▶ _本文_:
◆ ◆ ◆ ◆ ◆ ◆ ◆

今でこそ、毎日お風呂に入る人が多いですが、これは昭和初期の銭湯の登場から始まった風呂文化の進展の結果のようです。
銭湯が登場した1926年頃、お風呂は月2回程度が普通だったとか。
1970年頃内風呂の登場により、平均週2回程に増え、1985年頃、朝シャンブームや洗面化粧台ハンディシャワーの登場を得て、ようやく今日のような毎日お風呂が当たり前になってきたとの事です。
ですから、「毎日お風呂に入らなくてはならない」と「思う」必要は全くありません。
毎日髪を洗わないとかゆくて我慢できない!とか、脂性肌など体質によっては毎日のシャンプーが必要かもしれませんが、そうでないならシャンプーの頻度も毎日でなくていいんです。
私は、髪を洗うペースを2〜3日に一度くらいにして、運動して汚れた日、汗をかいた日などにプラスする感じにしていますが、特にお肌トラブルもなく、匂いなどの問題も出ていません。
頭皮や体は環境に適応しますから、極端にシャンプー回数を減らすなどの急激な変化を加えることは頭皮環境によくありません。自分の状態をみながら段階的に調整するようにしてください。冷静に自分の頭皮をみて、状況にあった洗髪頻度をさぐっていきましょう。
シャンプー選び
皮脂はすべてとりきることが望ましいわけではありません。ある程度残すのがベストです。ですが、実際皮脂がどの程度残っているかなんて、自分の感覚じゃわかりませんよね?

◆ ◆ ◆ ◆ ◆ ◆ ◆

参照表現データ
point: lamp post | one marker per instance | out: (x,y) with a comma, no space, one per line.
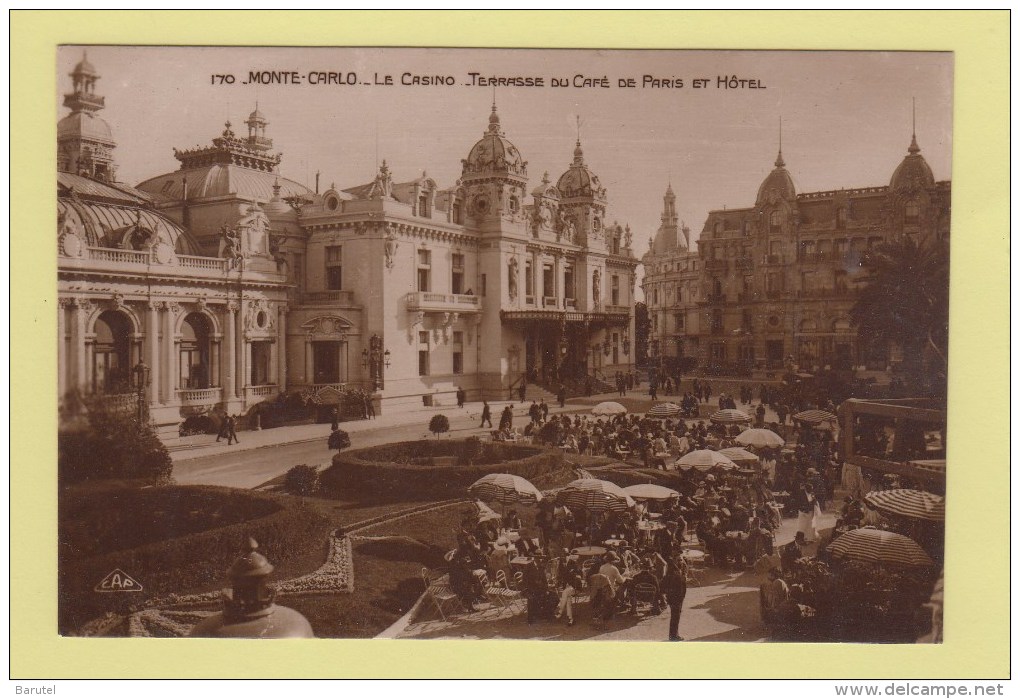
(375,358)
(142,381)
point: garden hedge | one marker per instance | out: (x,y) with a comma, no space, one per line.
(185,563)
(437,468)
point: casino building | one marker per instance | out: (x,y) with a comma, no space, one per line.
(227,285)
(772,284)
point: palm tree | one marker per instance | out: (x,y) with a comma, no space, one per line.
(905,299)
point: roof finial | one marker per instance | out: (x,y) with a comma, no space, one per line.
(779,162)
(914,148)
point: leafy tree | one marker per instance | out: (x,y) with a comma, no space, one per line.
(439,425)
(905,299)
(112,443)
(643,327)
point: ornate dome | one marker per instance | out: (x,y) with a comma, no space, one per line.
(84,125)
(495,153)
(778,181)
(578,181)
(914,171)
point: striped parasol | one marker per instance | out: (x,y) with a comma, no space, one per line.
(664,410)
(705,459)
(609,407)
(729,416)
(815,416)
(595,496)
(650,491)
(740,455)
(504,489)
(878,546)
(759,439)
(915,504)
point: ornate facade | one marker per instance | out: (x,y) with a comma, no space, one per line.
(772,285)
(232,284)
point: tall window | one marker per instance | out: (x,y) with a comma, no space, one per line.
(458,352)
(334,267)
(457,280)
(423,353)
(424,270)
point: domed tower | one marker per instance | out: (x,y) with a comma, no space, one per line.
(776,201)
(494,178)
(85,142)
(582,200)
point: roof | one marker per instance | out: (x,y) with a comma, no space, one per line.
(220,180)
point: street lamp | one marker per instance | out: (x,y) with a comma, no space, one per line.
(142,381)
(375,357)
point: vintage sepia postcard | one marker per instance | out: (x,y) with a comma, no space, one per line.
(504,345)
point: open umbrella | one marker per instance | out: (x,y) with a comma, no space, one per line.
(504,489)
(609,407)
(664,410)
(595,496)
(759,439)
(729,416)
(878,546)
(915,504)
(705,459)
(650,491)
(815,416)
(740,455)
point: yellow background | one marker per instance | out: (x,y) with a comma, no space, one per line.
(977,557)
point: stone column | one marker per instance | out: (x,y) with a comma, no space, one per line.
(230,359)
(282,350)
(152,340)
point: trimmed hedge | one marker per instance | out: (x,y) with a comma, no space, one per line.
(411,468)
(284,530)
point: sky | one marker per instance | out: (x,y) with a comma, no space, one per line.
(846,116)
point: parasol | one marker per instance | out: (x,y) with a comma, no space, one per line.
(664,410)
(760,439)
(705,459)
(504,489)
(608,407)
(878,546)
(729,416)
(915,504)
(595,496)
(650,491)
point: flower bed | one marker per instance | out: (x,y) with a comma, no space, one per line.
(424,469)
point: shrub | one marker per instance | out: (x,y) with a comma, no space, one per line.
(407,468)
(301,480)
(439,425)
(340,440)
(114,444)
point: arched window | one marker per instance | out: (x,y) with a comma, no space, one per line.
(110,369)
(195,352)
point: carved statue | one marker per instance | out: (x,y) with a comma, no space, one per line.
(512,278)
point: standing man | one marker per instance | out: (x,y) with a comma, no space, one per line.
(232,431)
(674,586)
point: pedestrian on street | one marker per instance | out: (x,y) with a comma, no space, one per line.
(674,586)
(232,434)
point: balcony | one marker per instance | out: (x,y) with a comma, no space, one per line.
(435,302)
(333,298)
(196,397)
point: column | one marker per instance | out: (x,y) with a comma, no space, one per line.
(61,348)
(230,361)
(282,350)
(309,362)
(152,338)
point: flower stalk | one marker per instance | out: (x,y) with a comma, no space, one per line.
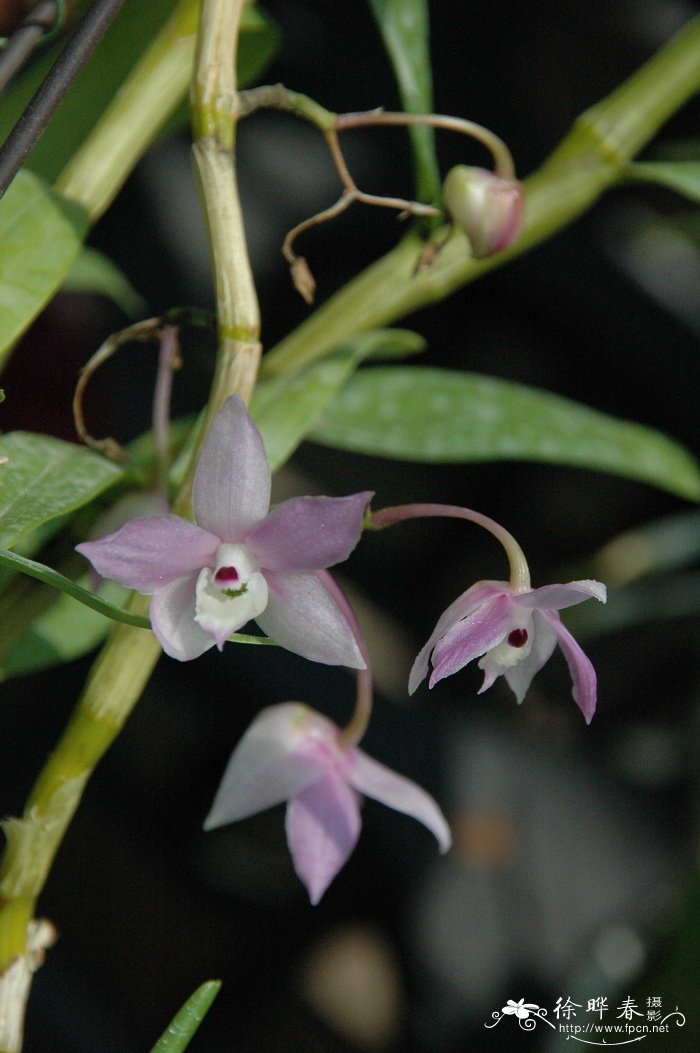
(400,513)
(591,159)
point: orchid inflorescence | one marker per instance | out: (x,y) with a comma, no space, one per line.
(241,561)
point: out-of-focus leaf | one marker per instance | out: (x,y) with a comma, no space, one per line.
(655,599)
(93,272)
(286,408)
(683,177)
(663,544)
(436,415)
(404,26)
(50,577)
(182,1027)
(125,41)
(64,632)
(41,238)
(42,477)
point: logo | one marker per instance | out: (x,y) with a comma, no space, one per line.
(598,1024)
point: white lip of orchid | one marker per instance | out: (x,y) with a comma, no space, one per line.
(231,594)
(511,651)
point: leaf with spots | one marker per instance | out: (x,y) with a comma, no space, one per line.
(440,416)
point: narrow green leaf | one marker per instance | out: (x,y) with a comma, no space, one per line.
(14,562)
(436,415)
(40,237)
(93,272)
(184,1024)
(404,26)
(683,177)
(64,632)
(42,477)
(286,408)
(50,577)
(127,38)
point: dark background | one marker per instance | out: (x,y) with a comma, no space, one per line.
(575,848)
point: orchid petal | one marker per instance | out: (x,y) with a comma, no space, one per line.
(146,554)
(459,609)
(556,597)
(471,637)
(322,828)
(580,667)
(381,783)
(232,483)
(275,760)
(302,616)
(173,620)
(308,533)
(544,640)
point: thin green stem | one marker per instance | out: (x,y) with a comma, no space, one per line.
(591,159)
(354,731)
(148,96)
(125,662)
(502,158)
(401,513)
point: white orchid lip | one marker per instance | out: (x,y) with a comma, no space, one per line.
(515,646)
(232,594)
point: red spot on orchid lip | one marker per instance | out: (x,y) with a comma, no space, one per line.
(225,574)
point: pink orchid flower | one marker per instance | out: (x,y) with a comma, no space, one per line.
(291,753)
(515,632)
(239,561)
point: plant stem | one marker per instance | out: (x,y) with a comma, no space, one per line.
(125,662)
(153,90)
(590,160)
(401,513)
(43,105)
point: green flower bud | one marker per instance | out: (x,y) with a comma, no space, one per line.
(490,210)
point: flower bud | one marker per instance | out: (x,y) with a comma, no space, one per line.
(490,210)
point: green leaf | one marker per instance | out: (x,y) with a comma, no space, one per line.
(404,26)
(436,415)
(286,408)
(40,237)
(50,577)
(64,632)
(183,1026)
(127,38)
(93,272)
(257,44)
(683,177)
(42,477)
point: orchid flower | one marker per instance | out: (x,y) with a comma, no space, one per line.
(238,560)
(515,633)
(511,627)
(292,753)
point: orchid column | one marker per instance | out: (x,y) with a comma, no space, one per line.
(125,663)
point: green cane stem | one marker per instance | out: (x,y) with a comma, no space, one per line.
(591,159)
(126,660)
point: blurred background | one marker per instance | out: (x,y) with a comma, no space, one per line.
(574,872)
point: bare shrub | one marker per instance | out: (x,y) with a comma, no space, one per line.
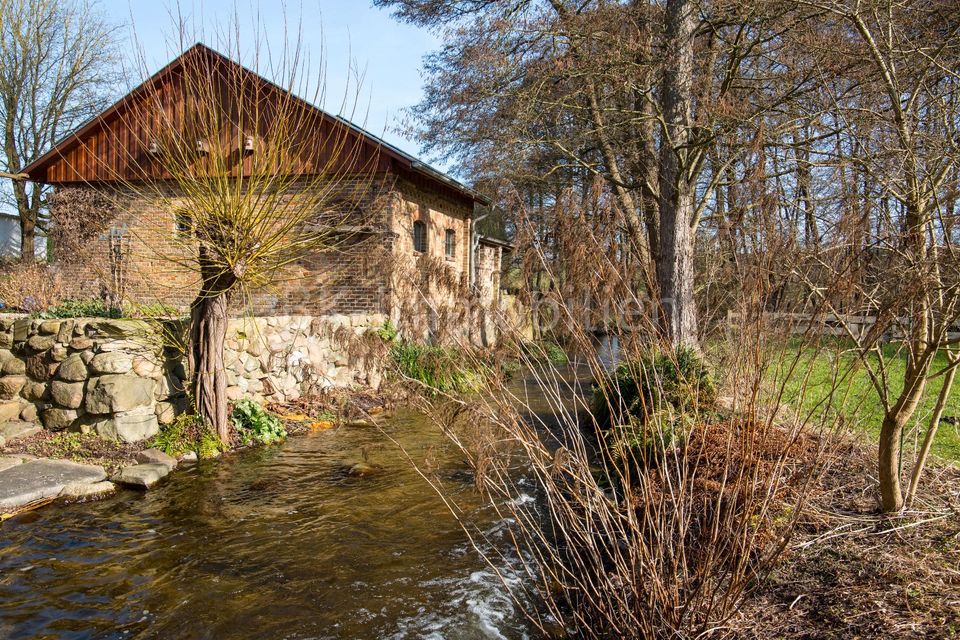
(649,516)
(29,287)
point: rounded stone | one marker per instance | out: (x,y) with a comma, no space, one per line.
(58,419)
(67,394)
(41,342)
(35,391)
(111,362)
(14,366)
(81,343)
(10,386)
(72,369)
(29,413)
(123,392)
(49,327)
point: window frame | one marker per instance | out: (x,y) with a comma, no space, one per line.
(450,244)
(419,237)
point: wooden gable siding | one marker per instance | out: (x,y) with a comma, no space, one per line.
(114,146)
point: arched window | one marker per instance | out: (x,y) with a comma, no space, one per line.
(420,236)
(450,243)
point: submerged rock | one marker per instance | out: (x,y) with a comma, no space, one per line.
(361,469)
(155,456)
(87,491)
(142,476)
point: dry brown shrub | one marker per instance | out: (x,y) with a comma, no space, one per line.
(29,287)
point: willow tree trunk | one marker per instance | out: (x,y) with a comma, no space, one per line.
(675,273)
(208,330)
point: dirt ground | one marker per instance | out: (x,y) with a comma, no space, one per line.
(851,573)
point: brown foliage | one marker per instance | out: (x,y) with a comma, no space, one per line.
(30,287)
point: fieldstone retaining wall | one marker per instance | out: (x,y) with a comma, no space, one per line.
(124,378)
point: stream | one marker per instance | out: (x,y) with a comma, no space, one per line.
(276,542)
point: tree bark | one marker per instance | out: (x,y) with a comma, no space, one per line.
(675,269)
(931,434)
(208,330)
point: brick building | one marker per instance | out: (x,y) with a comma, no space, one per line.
(412,256)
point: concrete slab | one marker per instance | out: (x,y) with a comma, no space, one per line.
(9,461)
(37,479)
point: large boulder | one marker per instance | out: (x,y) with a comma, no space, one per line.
(35,391)
(72,369)
(10,386)
(9,411)
(115,393)
(57,419)
(49,327)
(16,429)
(41,342)
(67,394)
(38,367)
(111,362)
(128,427)
(14,367)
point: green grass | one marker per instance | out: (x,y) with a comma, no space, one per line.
(837,384)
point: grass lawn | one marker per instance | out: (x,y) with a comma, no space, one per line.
(831,381)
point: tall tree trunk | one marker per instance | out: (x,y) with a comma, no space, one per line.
(208,330)
(28,226)
(675,270)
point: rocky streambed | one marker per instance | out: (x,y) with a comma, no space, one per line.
(333,534)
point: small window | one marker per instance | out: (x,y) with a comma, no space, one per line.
(420,236)
(183,222)
(450,243)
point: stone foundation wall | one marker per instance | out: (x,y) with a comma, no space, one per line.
(124,378)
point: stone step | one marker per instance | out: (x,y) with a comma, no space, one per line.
(33,480)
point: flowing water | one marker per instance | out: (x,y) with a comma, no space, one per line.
(271,543)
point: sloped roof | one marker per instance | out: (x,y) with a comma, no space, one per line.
(43,169)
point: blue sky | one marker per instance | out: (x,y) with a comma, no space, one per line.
(351,33)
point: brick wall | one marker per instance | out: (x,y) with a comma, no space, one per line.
(372,270)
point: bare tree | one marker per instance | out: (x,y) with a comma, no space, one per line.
(56,69)
(555,93)
(257,178)
(892,81)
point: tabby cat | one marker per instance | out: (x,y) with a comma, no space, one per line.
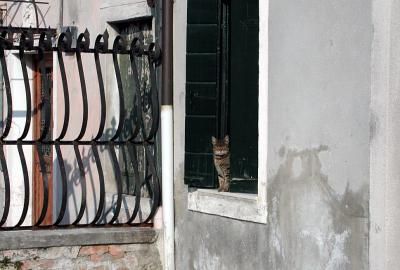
(221,161)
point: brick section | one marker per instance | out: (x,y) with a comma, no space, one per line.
(122,257)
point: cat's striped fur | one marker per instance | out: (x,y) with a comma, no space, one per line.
(222,162)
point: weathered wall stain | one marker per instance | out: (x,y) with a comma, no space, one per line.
(309,225)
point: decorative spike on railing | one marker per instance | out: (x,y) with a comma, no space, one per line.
(140,139)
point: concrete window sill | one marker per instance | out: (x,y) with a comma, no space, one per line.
(23,239)
(246,207)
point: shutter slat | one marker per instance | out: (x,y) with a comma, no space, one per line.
(201,91)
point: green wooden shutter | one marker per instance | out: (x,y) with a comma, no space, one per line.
(243,100)
(201,91)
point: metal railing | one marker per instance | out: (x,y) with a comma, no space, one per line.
(141,134)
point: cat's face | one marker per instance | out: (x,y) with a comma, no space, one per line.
(220,147)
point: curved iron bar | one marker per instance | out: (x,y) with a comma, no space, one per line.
(155,184)
(136,51)
(102,186)
(64,185)
(82,45)
(118,178)
(119,45)
(155,107)
(83,184)
(45,183)
(26,43)
(101,45)
(6,43)
(45,45)
(133,156)
(64,43)
(26,185)
(4,168)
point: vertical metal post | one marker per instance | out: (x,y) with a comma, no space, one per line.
(167,135)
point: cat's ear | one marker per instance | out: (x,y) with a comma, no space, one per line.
(226,139)
(213,140)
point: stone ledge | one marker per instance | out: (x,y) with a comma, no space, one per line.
(10,240)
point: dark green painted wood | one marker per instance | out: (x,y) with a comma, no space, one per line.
(199,130)
(202,38)
(202,11)
(201,91)
(201,99)
(199,170)
(243,99)
(201,67)
(222,89)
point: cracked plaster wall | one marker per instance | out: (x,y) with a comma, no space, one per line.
(318,147)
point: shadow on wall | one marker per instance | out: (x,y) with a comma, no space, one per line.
(310,226)
(308,223)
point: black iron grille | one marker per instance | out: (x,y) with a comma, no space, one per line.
(140,137)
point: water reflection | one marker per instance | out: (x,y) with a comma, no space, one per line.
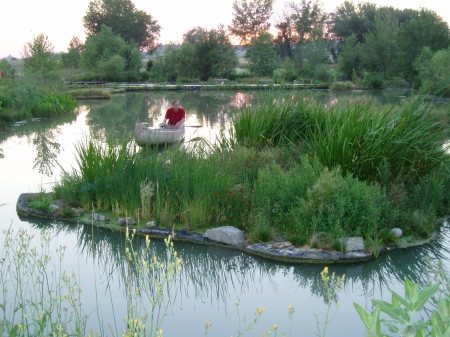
(44,136)
(213,273)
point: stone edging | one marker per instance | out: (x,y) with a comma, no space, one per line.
(273,250)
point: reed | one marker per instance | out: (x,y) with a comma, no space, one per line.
(350,169)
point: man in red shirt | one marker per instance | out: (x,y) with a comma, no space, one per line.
(175,116)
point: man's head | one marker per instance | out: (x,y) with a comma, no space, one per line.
(175,104)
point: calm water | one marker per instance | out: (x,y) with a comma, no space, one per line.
(212,279)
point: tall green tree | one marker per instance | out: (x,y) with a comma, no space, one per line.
(350,19)
(72,57)
(175,63)
(125,20)
(214,55)
(39,57)
(261,55)
(250,18)
(316,56)
(434,71)
(306,16)
(286,34)
(425,28)
(107,55)
(350,58)
(380,50)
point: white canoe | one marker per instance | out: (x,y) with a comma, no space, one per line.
(160,136)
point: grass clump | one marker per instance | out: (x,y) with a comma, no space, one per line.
(341,86)
(290,169)
(42,202)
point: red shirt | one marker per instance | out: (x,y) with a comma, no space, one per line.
(175,116)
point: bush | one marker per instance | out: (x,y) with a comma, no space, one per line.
(341,86)
(277,192)
(341,205)
(373,80)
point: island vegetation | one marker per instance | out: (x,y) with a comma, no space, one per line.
(357,45)
(311,173)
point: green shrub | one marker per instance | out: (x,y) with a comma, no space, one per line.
(262,232)
(373,80)
(338,86)
(41,202)
(277,192)
(298,240)
(340,205)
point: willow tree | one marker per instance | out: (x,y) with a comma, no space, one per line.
(250,18)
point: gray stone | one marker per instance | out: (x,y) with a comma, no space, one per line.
(77,211)
(126,222)
(150,224)
(397,232)
(226,234)
(98,217)
(280,245)
(353,244)
(53,207)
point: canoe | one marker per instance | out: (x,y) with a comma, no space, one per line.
(159,136)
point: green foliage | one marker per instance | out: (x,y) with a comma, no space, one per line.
(124,20)
(298,240)
(277,192)
(41,202)
(73,55)
(38,56)
(425,28)
(175,63)
(340,205)
(358,138)
(261,55)
(380,50)
(108,55)
(250,18)
(350,57)
(338,86)
(262,232)
(402,312)
(6,68)
(214,56)
(313,56)
(433,69)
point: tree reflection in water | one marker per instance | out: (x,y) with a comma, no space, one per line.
(213,273)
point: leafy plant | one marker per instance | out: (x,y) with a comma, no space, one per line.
(401,312)
(41,202)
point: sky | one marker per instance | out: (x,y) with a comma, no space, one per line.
(60,20)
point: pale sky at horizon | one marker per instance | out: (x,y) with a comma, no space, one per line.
(60,20)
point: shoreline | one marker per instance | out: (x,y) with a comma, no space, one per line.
(276,250)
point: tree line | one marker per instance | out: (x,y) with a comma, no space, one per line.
(356,42)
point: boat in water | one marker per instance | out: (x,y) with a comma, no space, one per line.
(159,136)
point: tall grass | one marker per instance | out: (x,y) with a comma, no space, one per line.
(359,138)
(345,170)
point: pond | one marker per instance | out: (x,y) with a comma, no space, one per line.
(212,279)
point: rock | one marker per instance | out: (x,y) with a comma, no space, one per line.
(280,245)
(353,244)
(53,207)
(77,211)
(98,217)
(126,222)
(397,232)
(226,234)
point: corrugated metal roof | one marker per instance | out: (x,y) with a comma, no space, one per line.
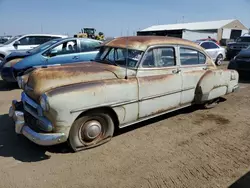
(191,26)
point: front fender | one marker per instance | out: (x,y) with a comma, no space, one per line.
(68,102)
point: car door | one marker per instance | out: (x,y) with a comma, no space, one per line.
(65,52)
(88,49)
(159,81)
(193,66)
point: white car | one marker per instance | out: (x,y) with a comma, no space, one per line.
(25,42)
(216,52)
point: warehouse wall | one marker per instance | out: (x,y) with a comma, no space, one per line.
(195,35)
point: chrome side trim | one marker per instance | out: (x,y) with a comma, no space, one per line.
(153,116)
(116,104)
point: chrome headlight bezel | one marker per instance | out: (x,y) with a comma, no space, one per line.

◆ ◆ ◆ ◆ ◆ ◆ ◆

▶ _課題 1_:
本文によると、銭湯が登場した1926年頃には、お風呂に入るのは月に何回程度が普通でしたか。
▶ _課題 2_:
次の(a)〜(c)が本文の内容と合っているかどうか、それぞれ「はい」か「いいえ」で答え、根拠となる本文の語句をそのまま引用しなさい。
(a) 1970年頃、内風呂の登場によって入浴は平均週2回程に増えた。
(b) 筆者は毎日髪を洗っている。
(c) 皮脂はすべてとりきることが望ましい。
▶ _課題 3_:
入浴と洗髪の頻度についての本文を、最後の文に続けて書き継ぎなさい。
記録は参照しなくてかまいません。

▶ _解答 1_:
月2回程度です。

▶ _解答 2_:
(a) はい。「1970年頃内風呂の登場により、平均週2回程に増え」
(b) いいえ。「私は、髪を洗うペースを2〜3日に一度くらいにして」
(c) いいえ。「皮脂はすべてとりきることが望ましいわけではありません。」

▶ _解答 3_:
そこでおすすめなのが、
- 「低洗浄力シャンプー」の使用
です。
洗浄力の弱いシャンプーは、汚れを落としながらほどよく皮脂を残してくれるんです。
シャンプーの洗浄力は、使用されている洗浄成分の系統ごとに違っています。
今使っているシャンプーより一段低い洗浄力のシャンプーを選び、慣れてきたら、さらに低洗浄力のシャンプーに切り替えていくと違和感なく移行できます。
低洗浄力のシャンプーは、どうしても泡立ちが足りない、スッキリ感が得られない、ということが多いですから、急にがっつり低洗浄力のシャンプーに手を出してしまうと、その良さを実感できないまま「私には合わなかった」という結論を急ぎすぎてしまう場合があります。
それではもったいないので、低洗浄力シャンプーの使用感に不安がある場合には、系統による洗浄力の特徴を押さえて段階的に変えていくような試し方をするようにしましょう。
シャンプーは洗浄力以外にも仕上がりなどに相性があります。自分に合った低洗浄力シャンプー探しをおすすめします。
シャンプーの刺激とは?頭皮に優しいシャンプーを選ぼう
頭皮の働きを助けたり、守ったりするためのケアを取り入れていく事は大切ですが、とにかく重要なのは「頭皮の仕事をジャマしない」ことです。
そのために「シャンプー」に目を向けることは深い意味があります。
シャンプーには、皮脂や油汚れを吸着して洗い落とす成分、界面活性剤が含まれています。
この界面活性剤が角質層などの頭皮を刺激してしまう心配があります。
とはいえ、頭皮のタンパク質が汚れと一緒に、溶けて洗い流されてしまうというほど恐ろしいものではありません。高度成長期時代の刺激が強く環境問題などにも発展したシャンプーのなごりで、ちまたでは、さも恐ろしげな警鐘が鳴らされてますが、現在のシャンプーは研究がすすみ、それほど恐れる必要はありません。
それでも、頭皮への刺激は少なからず必ずあります。
頭皮のタンパク質は様々な化学結合で構造を維持しています。
界面活性剤は、一部の化学結合を弱めてしまうおそれがあり、結果、本来のタンパク質の構成になんらかの影響を与える恐れがあるということです。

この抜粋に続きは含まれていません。